[TEXT EXTRACT]:
Through My Bible – December 30

Isaiah 36 – 37 (EHV)
https://wels2.blob.core.windows.net/tmb-ehv/01-1230db.mp3
See series: Through My Bible

Assyria Threatens Jerusalem

Isaiah 36

1 Now in the fourteenth year of King Hezekiah, Sennacherib king of Assyria came up against all of the fortified cities of Judah and seized them. 2 The king of Assyria sent his herald [1] from Lachish to Jerusalem to King Hezekiah. A large army was with him. He stood by the water channel from the upper pool on the road to the launderer’s [2] field. 3 Then Eliakim son of Hilkiah, who was the palace administrator, Shebna, who was the secretary, and Joah son of Asaph, who was the recorder, came out to meet him.

4 The herald told them this.

Tell Hezekiah this is what the Great King, the king of Assyria, says.

What makes you so confident? 5 Your wisdom and military strength are based on empty promises. Who do you trust, so that you now have rebelled against me? 6 Tell me! Are you really trusting in Egypt to be your staff, that splintered reed that will pierce the hand of anyone who leans on it? That is what happens to anyone who relies on Pharaoh king of Egypt.

7 If you say to me that you trust in the Lord your God, isn’t he the one whose high places and altars Hezekiah removed? Didn’t Hezekiah tell Judah and Jerusalem to worship at this altar?

[TASKS TO PERFORM]:
1) Translate into Spanish this sentence from the Isaiah passage: "A large army was with him."
2) In the Isaiah passage, list every official who came out to meet the herald, along with the office each held.

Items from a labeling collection
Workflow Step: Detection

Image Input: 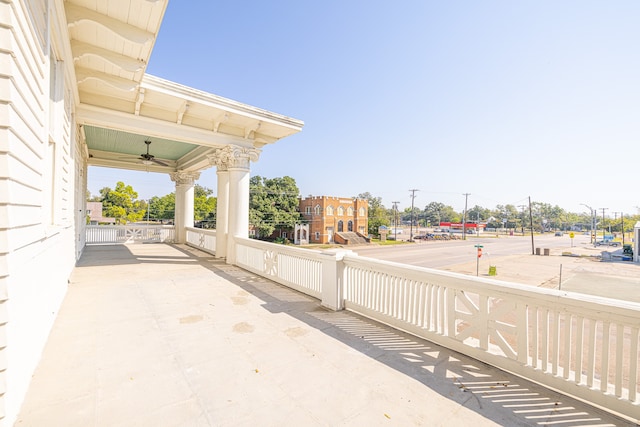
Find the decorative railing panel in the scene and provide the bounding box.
[236,238,323,298]
[86,225,175,245]
[186,227,216,255]
[343,255,640,419]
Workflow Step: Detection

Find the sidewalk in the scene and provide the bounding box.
[15,244,633,427]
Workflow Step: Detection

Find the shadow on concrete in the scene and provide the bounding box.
[187,249,635,427]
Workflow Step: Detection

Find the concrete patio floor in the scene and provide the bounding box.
[15,244,634,427]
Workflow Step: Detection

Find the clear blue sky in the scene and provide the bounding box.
[89,0,640,216]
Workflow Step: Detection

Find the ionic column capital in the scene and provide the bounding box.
[208,145,261,170]
[169,171,200,185]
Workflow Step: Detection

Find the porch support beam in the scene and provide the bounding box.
[169,172,200,243]
[210,145,260,264]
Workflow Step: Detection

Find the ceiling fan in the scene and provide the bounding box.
[140,139,169,166]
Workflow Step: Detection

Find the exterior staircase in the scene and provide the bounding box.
[334,231,370,245]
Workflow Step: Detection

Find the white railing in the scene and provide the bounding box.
[86,224,175,245]
[186,227,216,255]
[343,255,640,420]
[236,238,324,298]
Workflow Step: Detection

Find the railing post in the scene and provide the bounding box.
[320,249,353,311]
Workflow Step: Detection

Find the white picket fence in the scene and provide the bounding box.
[86,224,175,245]
[186,227,216,255]
[343,255,640,420]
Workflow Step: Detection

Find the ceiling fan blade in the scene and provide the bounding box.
[150,158,169,166]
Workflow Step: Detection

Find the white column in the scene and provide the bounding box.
[210,145,260,264]
[216,167,229,258]
[169,172,200,243]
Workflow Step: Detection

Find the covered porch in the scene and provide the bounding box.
[16,244,632,426]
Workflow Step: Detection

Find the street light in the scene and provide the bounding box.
[580,203,596,245]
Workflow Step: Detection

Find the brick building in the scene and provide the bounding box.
[299,196,369,244]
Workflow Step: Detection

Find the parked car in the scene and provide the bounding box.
[596,240,620,246]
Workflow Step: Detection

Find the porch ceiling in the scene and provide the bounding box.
[64,0,303,172]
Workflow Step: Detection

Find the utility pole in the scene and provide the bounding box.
[462,193,471,240]
[518,205,527,236]
[600,208,609,242]
[529,196,536,255]
[391,202,400,242]
[409,188,420,242]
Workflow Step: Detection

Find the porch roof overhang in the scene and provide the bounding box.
[64,0,303,173]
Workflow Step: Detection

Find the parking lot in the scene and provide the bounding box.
[353,233,640,302]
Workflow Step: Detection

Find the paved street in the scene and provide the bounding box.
[353,234,640,302]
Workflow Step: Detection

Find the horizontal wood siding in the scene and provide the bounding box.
[0,0,81,425]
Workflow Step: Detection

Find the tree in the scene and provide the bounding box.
[357,191,391,235]
[149,193,176,221]
[149,184,218,221]
[249,176,302,237]
[100,181,146,224]
[193,184,218,221]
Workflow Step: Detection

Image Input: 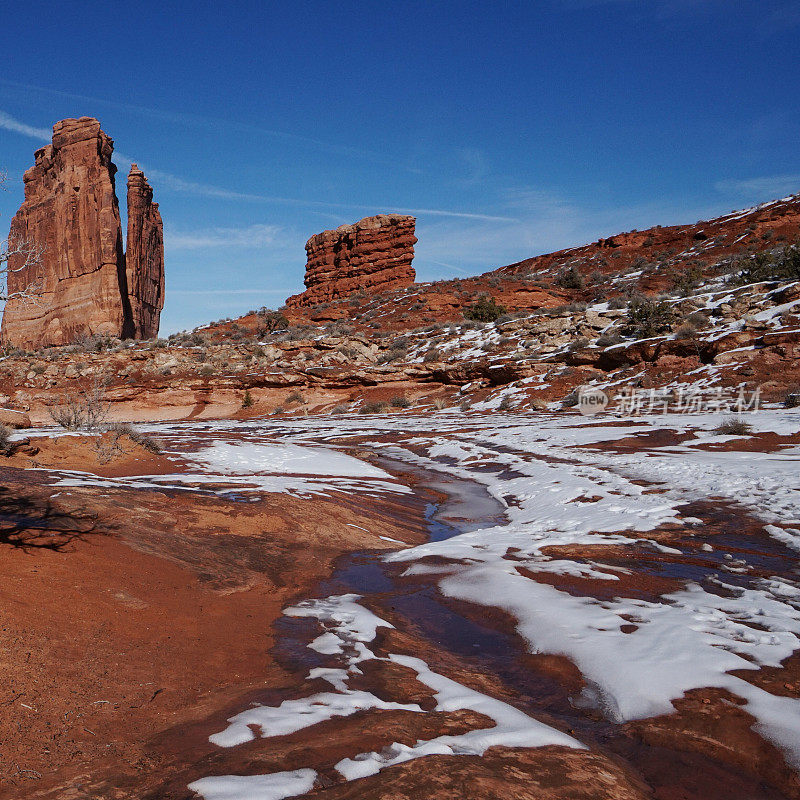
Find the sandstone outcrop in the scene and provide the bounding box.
[287,214,417,306]
[125,164,164,339]
[0,117,164,349]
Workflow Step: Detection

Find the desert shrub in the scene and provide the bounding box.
[0,423,12,456]
[597,333,622,347]
[625,297,675,339]
[358,400,386,414]
[106,422,161,455]
[675,322,697,339]
[554,265,583,289]
[464,294,507,322]
[736,245,800,283]
[48,379,109,431]
[714,417,753,436]
[567,336,589,351]
[378,346,406,364]
[684,311,708,330]
[673,267,703,297]
[589,269,606,286]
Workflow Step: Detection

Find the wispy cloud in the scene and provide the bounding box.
[164,225,280,250]
[715,174,800,200]
[553,0,729,18]
[0,111,513,222]
[169,286,297,297]
[0,111,53,142]
[0,78,421,173]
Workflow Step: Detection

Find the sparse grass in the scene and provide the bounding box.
[714,417,753,436]
[597,333,622,347]
[783,389,800,408]
[736,245,800,284]
[0,423,12,456]
[554,265,583,289]
[106,422,161,455]
[625,297,675,339]
[48,379,109,431]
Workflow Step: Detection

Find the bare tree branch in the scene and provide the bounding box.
[0,170,45,305]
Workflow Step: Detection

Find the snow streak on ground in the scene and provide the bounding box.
[45,411,800,800]
[189,594,583,800]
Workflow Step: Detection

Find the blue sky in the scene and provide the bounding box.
[0,0,800,333]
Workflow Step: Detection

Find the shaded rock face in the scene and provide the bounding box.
[0,117,163,349]
[125,164,164,339]
[287,214,417,306]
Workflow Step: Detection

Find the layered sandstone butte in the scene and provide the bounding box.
[125,164,164,339]
[287,214,417,306]
[0,117,164,349]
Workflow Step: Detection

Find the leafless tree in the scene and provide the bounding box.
[0,170,44,303]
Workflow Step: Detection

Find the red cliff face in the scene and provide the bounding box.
[287,214,417,306]
[0,117,164,349]
[2,117,124,348]
[125,164,164,339]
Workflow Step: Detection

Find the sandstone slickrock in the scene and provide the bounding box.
[0,117,164,349]
[125,164,164,339]
[287,214,417,306]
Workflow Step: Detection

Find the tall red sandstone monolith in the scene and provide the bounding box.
[0,117,164,349]
[0,117,125,349]
[286,214,417,306]
[125,164,164,339]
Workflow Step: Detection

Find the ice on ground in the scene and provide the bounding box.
[189,769,317,800]
[203,594,584,800]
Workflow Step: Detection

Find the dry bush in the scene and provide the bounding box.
[48,378,109,431]
[714,417,753,436]
[0,423,12,456]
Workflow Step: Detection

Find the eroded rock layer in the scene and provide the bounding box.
[0,117,164,349]
[125,164,164,339]
[287,214,417,306]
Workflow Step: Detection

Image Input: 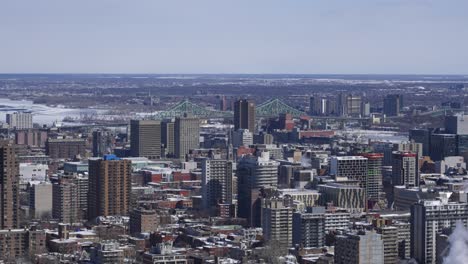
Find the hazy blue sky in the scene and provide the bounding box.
[0,0,468,74]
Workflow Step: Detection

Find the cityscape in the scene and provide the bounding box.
[0,0,468,264]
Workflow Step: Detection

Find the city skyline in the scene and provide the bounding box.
[0,0,468,74]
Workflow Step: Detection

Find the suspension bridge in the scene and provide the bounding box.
[153,99,307,119]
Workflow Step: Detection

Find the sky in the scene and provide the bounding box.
[0,0,468,74]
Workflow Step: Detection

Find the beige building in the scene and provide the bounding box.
[0,140,19,229]
[88,155,131,220]
[174,115,200,159]
[130,120,161,159]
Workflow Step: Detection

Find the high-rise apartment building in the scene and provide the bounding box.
[28,182,52,219]
[392,151,419,187]
[234,99,255,133]
[6,112,33,129]
[161,120,175,157]
[346,95,362,117]
[362,153,383,201]
[0,140,20,229]
[237,152,279,227]
[52,178,81,224]
[411,193,468,264]
[334,231,384,264]
[129,208,159,235]
[130,120,161,159]
[330,156,368,189]
[46,138,86,159]
[262,197,293,247]
[202,159,235,209]
[445,115,468,135]
[293,213,325,248]
[88,155,131,220]
[174,115,200,159]
[383,94,403,116]
[377,226,398,264]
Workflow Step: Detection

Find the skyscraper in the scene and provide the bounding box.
[0,140,19,229]
[88,155,131,220]
[293,213,325,248]
[409,129,432,156]
[202,159,235,212]
[130,120,161,159]
[237,152,279,227]
[383,94,403,116]
[392,151,419,187]
[262,197,293,247]
[330,156,367,188]
[410,193,468,264]
[161,120,175,157]
[174,114,200,159]
[335,231,384,264]
[362,153,383,201]
[445,115,468,135]
[346,95,362,117]
[52,178,81,224]
[430,134,457,161]
[93,130,114,157]
[234,99,255,133]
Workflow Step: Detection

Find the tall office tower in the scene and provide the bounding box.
[293,213,325,248]
[330,156,368,185]
[130,120,161,159]
[237,152,279,227]
[0,140,20,229]
[46,138,86,159]
[6,112,33,129]
[336,93,348,116]
[362,153,383,201]
[262,197,294,247]
[202,159,235,209]
[361,101,370,117]
[219,95,227,111]
[174,114,200,159]
[28,182,52,219]
[335,231,384,264]
[457,135,468,161]
[409,129,432,156]
[430,134,457,161]
[93,130,115,157]
[278,114,294,131]
[234,99,255,133]
[88,155,131,220]
[346,95,362,117]
[445,115,468,135]
[309,97,327,116]
[52,178,81,224]
[377,226,398,264]
[73,176,89,219]
[410,193,468,263]
[161,120,175,157]
[383,94,402,116]
[325,98,336,116]
[232,129,253,148]
[392,151,419,187]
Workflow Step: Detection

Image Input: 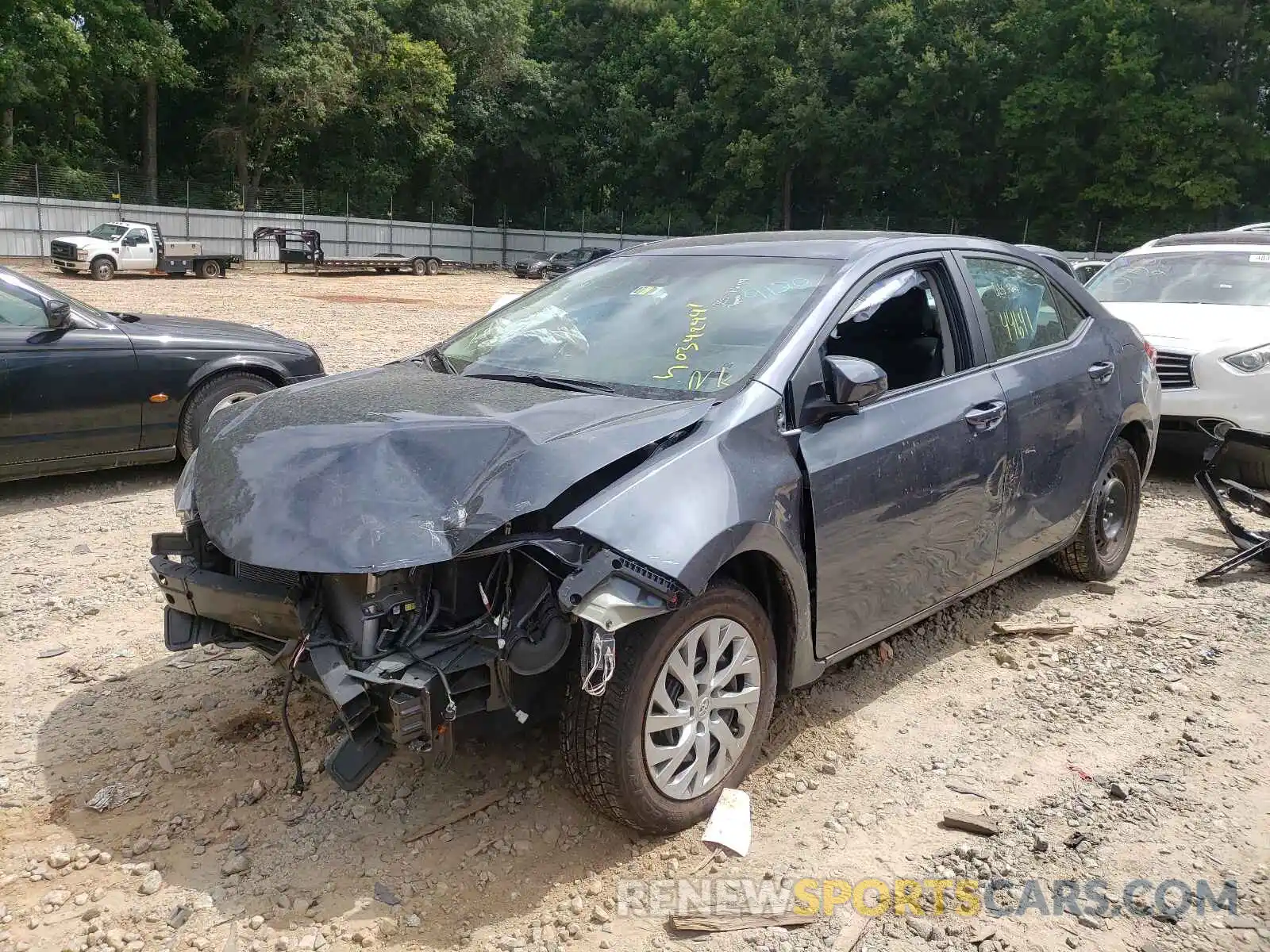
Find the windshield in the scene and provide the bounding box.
[87,225,127,241]
[1086,248,1270,306]
[0,268,110,321]
[441,255,841,395]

[TASK ANSWERS]:
1) Un gran ejército estaba con él.

2)
- Eliakim son of Hilkiah, palace administrator
- Shebna, secretary
- Joah son of Asaph, recorder